═══ Extracted records

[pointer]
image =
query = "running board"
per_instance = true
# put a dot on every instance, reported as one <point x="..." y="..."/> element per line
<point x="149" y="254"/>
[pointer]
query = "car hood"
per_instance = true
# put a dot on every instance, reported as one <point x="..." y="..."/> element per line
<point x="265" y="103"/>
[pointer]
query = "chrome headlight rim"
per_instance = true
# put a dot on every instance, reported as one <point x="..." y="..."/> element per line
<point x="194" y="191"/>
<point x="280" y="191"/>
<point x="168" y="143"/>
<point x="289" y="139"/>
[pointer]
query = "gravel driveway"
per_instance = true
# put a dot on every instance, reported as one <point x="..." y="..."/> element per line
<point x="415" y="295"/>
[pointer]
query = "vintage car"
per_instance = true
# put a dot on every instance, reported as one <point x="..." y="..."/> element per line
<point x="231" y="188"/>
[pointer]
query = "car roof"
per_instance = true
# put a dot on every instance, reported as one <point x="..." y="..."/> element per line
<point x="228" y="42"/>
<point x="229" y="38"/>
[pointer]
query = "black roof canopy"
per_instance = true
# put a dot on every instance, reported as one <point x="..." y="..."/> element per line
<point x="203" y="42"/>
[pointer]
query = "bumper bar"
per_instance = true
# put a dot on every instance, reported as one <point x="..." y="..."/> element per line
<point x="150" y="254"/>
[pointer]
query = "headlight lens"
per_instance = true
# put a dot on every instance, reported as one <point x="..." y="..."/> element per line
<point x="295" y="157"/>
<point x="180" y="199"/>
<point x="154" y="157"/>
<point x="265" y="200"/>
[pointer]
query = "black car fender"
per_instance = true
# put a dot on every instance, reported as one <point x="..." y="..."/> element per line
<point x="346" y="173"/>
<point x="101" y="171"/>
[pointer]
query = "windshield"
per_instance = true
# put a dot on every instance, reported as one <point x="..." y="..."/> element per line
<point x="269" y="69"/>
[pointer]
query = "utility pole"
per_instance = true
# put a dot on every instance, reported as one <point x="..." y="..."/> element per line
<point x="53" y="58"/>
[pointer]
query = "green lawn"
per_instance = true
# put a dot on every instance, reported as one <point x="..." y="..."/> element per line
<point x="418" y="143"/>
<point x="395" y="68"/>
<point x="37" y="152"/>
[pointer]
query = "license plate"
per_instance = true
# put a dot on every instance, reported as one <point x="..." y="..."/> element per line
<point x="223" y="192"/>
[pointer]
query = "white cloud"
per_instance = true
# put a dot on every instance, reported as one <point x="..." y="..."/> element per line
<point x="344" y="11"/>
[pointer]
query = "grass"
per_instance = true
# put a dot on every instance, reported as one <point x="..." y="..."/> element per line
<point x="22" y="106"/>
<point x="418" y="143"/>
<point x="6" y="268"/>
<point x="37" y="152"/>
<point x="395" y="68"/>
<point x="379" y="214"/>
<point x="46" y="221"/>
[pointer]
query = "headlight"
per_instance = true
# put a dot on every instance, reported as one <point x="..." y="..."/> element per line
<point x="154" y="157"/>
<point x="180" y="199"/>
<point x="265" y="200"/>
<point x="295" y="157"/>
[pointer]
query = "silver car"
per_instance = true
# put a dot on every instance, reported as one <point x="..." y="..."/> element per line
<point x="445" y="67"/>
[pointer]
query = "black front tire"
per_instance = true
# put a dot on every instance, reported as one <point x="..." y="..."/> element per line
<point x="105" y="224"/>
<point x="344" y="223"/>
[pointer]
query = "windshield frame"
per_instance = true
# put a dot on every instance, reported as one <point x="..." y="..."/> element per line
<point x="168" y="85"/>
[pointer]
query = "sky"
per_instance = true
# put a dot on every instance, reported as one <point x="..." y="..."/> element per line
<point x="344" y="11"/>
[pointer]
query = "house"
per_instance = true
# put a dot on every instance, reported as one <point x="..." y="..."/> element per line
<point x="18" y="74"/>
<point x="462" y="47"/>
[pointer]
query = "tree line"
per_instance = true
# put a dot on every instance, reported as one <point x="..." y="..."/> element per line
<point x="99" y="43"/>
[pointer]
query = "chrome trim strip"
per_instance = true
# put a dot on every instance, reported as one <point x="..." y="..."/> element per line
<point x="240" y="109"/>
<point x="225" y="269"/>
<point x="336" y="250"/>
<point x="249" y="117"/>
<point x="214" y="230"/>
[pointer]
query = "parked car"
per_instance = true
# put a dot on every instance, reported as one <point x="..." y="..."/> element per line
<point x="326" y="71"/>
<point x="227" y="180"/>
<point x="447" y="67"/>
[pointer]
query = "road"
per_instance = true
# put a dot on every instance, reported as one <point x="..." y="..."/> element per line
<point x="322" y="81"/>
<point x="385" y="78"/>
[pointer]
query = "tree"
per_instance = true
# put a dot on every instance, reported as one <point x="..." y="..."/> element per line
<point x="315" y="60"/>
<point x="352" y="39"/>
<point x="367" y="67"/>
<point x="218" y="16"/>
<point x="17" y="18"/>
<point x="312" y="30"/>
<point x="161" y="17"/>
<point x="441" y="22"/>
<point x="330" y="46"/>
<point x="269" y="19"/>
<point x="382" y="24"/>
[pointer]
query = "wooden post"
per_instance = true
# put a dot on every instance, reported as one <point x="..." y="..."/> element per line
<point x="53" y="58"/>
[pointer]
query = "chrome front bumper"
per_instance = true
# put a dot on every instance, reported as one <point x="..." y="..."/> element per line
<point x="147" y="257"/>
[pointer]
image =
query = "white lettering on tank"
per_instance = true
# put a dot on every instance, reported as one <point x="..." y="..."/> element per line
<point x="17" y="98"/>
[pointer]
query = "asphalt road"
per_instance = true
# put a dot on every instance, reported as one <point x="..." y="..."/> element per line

══════

● Task goal: From the records above, please extract every line and repeat it exactly.

● Task response:
[pointer]
image =
query = "running board"
per_instance = true
# put a dot on every instance, reported as one <point x="..." y="..."/> element per line
<point x="149" y="254"/>
[pointer]
query = "car hood"
per_instance = true
# put a dot on every instance, reported as one <point x="..." y="..."/> element per line
<point x="265" y="103"/>
[pointer]
query = "chrome headlight rim"
per_instance = true
# put a dot on every instance, reported as one <point x="..." y="..."/> element per line
<point x="194" y="191"/>
<point x="280" y="191"/>
<point x="168" y="143"/>
<point x="289" y="139"/>
[pointer]
query = "gravel driveway"
per_instance = true
# put a dot on every instance, reported as one <point x="..." y="..."/> element per line
<point x="415" y="295"/>
[pointer]
query = "vintage car"
per_instance = true
# put a dot on every instance, reported as one <point x="..." y="..."/> element per line
<point x="231" y="188"/>
[pointer]
query = "car roof"
per_instance = true
# put a dot on every instance, reported as one <point x="..." y="..."/> element per line
<point x="228" y="42"/>
<point x="229" y="38"/>
[pointer]
query = "black roof canopy"
per_instance = true
# put a dot on every instance, reported as one <point x="..." y="..."/> element per line
<point x="203" y="42"/>
[pointer]
query = "bumper bar"
per_instance = true
# put a dot on every instance, reported as one <point x="..." y="..."/> element per line
<point x="150" y="254"/>
[pointer]
query = "headlight lens"
per_instance = true
# put a dot on every instance, reported as one <point x="..." y="..."/> element per line
<point x="295" y="157"/>
<point x="180" y="199"/>
<point x="154" y="157"/>
<point x="265" y="200"/>
[pointer]
query = "black car fender"
per_instance = true
# put a dot on every instance, reported as one <point x="..." y="..."/> element per line
<point x="346" y="173"/>
<point x="101" y="171"/>
[pointer]
query = "windshield"
per_instance = true
# put a dot on every instance, reported as one <point x="..." y="..."/> element per line
<point x="269" y="69"/>
[pointer]
query = "utility pole"
per_instance = true
# put a dot on every instance, reported as one <point x="..." y="..."/> element per line
<point x="53" y="58"/>
[pointer]
query = "green lawn"
per_instance = true
# put a dot on every instance, reported as one <point x="..." y="..."/> element per line
<point x="418" y="143"/>
<point x="395" y="68"/>
<point x="37" y="152"/>
[pointer]
query = "license plate"
per_instance = true
# put a dot on every instance, reported as one <point x="..." y="..."/> element per line
<point x="223" y="192"/>
[pointer]
query = "white cloud"
per_instance = true
# put a dot on every instance, reported as one <point x="..." y="..."/> element per line
<point x="344" y="11"/>
[pointer]
query = "grass"
per_instance = true
# put a dot on every instance, reported as one <point x="..." y="..."/> element per line
<point x="22" y="106"/>
<point x="418" y="143"/>
<point x="6" y="268"/>
<point x="37" y="152"/>
<point x="395" y="68"/>
<point x="379" y="214"/>
<point x="46" y="221"/>
[pointer]
query = "headlight"
per_instance = true
# put a dot on every instance, reported as one <point x="..." y="..."/> element per line
<point x="154" y="157"/>
<point x="180" y="199"/>
<point x="265" y="200"/>
<point x="295" y="157"/>
[pointer]
query = "silver car"
per_instance = true
# put a dot on every instance, reported as one <point x="..." y="..."/> element per line
<point x="445" y="67"/>
[pointer]
query = "black front tire"
per_instance = true
# put a dot on every instance, reported as one <point x="..." y="..."/> element per line
<point x="105" y="224"/>
<point x="344" y="223"/>
[pointer]
query = "windshield frame"
per_instance = true
# put a dot on every instance, reported as one <point x="..." y="..."/> element per line
<point x="168" y="85"/>
[pointer]
query = "sky"
per_instance = true
# put a dot on every instance, reported as one <point x="..." y="..."/> element per line
<point x="344" y="11"/>
[pointer]
query = "house"
per_instance = true
# put a dot on every instance, reported as one <point x="..." y="..."/> element per line
<point x="18" y="74"/>
<point x="462" y="47"/>
[pointer]
query = "tree line"
per_instance = true
# put a dot on every instance, reported as one <point x="..." y="..."/> element per line
<point x="99" y="43"/>
[pointer]
query = "chrome trim strip"
per_instance = true
# put a dot on every instance, reported as one <point x="..." y="..."/> element per line
<point x="240" y="109"/>
<point x="225" y="269"/>
<point x="336" y="250"/>
<point x="249" y="117"/>
<point x="214" y="230"/>
[pointer]
query = "parked car"
per_instance = true
# put a dot on every instance, reported as one <point x="..." y="..."/> element per line
<point x="326" y="71"/>
<point x="227" y="180"/>
<point x="447" y="67"/>
[pointer]
query = "road"
per_instance = true
# put a dot on every instance, reported as one <point x="..." y="..."/> element per line
<point x="322" y="81"/>
<point x="385" y="78"/>
[pointer]
query = "tree"
per_instance = true
# put a dot on every instance, reported as one <point x="..." y="..."/> element per line
<point x="315" y="60"/>
<point x="352" y="39"/>
<point x="367" y="67"/>
<point x="218" y="16"/>
<point x="17" y="18"/>
<point x="312" y="30"/>
<point x="161" y="17"/>
<point x="441" y="22"/>
<point x="330" y="46"/>
<point x="269" y="19"/>
<point x="382" y="24"/>
[pointer]
query = "wooden post"
per_instance = true
# put a dot on every instance, reported as one <point x="..." y="..."/> element per line
<point x="53" y="58"/>
[pointer]
query = "chrome front bumper"
per_instance = true
# put a dot on every instance, reported as one <point x="..." y="..."/> element per line
<point x="147" y="257"/>
[pointer]
image =
query = "white lettering on tank"
per_instance = true
# put a dot on every instance, reported as one <point x="..." y="..."/> element per line
<point x="17" y="98"/>
[pointer]
query = "asphalt road"
per_instance = true
# put a dot on every instance, reported as one <point x="..." y="..."/> element per line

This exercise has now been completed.